Défi: Reproduisez fidèlement le passage du texte sur le poème Ruderi qui s'ouvre sur les mots contenant « e si addensa » et se clôt sur « oscuri della storia. ».

Extrait du document:
Acerca de
Ruderi
Dalle remote larve della terra
dalle anguste-alte ombre
la fatica schizza del tempo
e la linfa cupa del vivere
tra erosioni e deflagrazioni
si evolvono forme verso
la morte il silenzio
ma il moto elettrizza squame di luce
per le cavità e polverizza etere e nubi fino
al delta del pensiero e dell’orizzonte
(d’improvviso spalanca la geometria
ai fantasmi futuri la via
e l’alto e il basso abitano lo stesso piano)
e si addensa vieppiù nei giorni la scrittura
che cattura le meteore del passato:
sotto il sole – lassù – a perdifiato
parlano i ruderi oscuri della storia.
Le recueil Cumae s’ouvre avec le poème Ruderi. Il s’agit d’un préambule , qui vient donc avant les sections. Il est présenté en deux langues, en latin et en italien. Sovente n’utilise la ponctuation que dans les derniers vers et les principaux protagonistes sont les ruines, présentes tout au long du recueil. Le langage est plus sophistiqué que dans les deux premiers recueils ; Sovente joue avec les adjectifs, créant des juxtapositions telle que anguste-alte (ligne 2). La syntaxe est brisée par des hyperboles (la fatica schizza del tempo ligne 3) et des enjambements (lignes 8-9 et 16-17). Dans ce texte, nous trouvons de nombreux éléments qui feront ensuite partie du monde lyrique de Sovente, présences d’animaux et mystères qui habitent et animent le territoire : remote larve della terra (ligne 1), "i fantasmi futuri (ligne 12), i ruderi oscuri della storia "(ligne 17).

Informations extraites:
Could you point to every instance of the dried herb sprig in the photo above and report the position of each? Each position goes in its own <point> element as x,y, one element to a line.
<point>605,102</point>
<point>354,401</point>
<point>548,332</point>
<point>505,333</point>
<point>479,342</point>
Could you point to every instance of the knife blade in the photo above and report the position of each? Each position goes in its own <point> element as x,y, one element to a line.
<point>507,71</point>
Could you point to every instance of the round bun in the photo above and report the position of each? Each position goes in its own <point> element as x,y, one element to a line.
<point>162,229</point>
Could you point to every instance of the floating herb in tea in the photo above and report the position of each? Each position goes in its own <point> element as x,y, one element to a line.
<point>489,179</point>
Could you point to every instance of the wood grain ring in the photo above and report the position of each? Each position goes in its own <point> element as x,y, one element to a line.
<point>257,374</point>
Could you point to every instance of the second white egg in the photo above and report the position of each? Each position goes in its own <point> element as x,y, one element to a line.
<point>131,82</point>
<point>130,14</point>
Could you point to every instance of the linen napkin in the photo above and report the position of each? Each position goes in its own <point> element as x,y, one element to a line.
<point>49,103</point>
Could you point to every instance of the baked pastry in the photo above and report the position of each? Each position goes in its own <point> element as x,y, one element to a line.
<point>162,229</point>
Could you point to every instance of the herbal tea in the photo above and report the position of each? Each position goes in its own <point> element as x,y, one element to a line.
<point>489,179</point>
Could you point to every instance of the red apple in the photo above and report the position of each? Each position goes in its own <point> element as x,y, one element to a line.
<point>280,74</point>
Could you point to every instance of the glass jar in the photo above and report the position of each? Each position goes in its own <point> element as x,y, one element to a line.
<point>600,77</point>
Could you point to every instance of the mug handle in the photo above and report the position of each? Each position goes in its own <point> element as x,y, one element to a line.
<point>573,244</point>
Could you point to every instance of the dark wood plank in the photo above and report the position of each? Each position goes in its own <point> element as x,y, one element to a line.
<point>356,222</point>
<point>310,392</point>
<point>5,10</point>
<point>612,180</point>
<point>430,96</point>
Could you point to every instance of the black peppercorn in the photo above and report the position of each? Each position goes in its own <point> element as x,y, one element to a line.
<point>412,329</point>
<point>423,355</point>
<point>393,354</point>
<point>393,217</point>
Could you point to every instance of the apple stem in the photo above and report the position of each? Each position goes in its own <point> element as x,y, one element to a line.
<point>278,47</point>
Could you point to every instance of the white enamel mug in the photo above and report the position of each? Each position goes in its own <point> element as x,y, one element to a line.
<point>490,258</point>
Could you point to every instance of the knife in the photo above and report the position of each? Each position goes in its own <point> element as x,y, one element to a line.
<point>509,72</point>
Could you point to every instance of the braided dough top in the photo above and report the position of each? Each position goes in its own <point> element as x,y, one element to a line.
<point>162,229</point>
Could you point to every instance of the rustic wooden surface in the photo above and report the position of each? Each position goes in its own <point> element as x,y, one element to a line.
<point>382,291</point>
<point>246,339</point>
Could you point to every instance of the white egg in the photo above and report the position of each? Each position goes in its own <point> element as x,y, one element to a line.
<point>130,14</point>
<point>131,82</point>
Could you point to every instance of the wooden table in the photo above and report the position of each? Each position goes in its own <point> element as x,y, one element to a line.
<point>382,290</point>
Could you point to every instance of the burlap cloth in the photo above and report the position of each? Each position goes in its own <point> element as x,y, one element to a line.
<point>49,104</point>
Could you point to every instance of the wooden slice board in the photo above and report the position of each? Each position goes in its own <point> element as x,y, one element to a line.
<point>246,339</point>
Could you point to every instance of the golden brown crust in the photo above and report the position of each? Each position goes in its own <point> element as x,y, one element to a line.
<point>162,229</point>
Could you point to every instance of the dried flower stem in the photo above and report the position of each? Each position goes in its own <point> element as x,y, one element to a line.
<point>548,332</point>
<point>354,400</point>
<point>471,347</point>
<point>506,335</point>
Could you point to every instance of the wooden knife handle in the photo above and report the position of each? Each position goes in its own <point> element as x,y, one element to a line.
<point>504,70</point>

Résultat obtenu:
e si addensa vieppiù nei giorni la scrittura
che cattura le meteore del passato:
sotto il sole – lassù – a perdifiato
parlano i ruderi oscuri della storia.